───── MATERIAL SUPPLIED

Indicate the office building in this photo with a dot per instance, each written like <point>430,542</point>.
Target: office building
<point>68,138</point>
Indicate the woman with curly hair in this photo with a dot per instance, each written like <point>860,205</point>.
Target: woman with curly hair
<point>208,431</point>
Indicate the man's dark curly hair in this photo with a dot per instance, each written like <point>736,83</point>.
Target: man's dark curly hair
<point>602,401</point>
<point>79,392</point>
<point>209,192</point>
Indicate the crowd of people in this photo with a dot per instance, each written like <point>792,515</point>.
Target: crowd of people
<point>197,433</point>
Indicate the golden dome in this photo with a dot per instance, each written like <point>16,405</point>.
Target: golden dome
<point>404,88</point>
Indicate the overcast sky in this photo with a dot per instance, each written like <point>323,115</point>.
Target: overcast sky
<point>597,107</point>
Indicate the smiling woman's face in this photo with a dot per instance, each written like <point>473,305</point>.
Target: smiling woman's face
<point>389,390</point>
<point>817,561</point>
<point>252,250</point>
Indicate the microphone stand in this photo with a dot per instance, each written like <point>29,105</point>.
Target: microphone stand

──────────

WORK ORDER ▸
Look through the entries above. Extract each line with the word "stand".

WRITTEN REPLY ▸
Indicate the microphone stand in this photo with a dot per instance, each written like <point>29,105</point>.
Target: microphone stand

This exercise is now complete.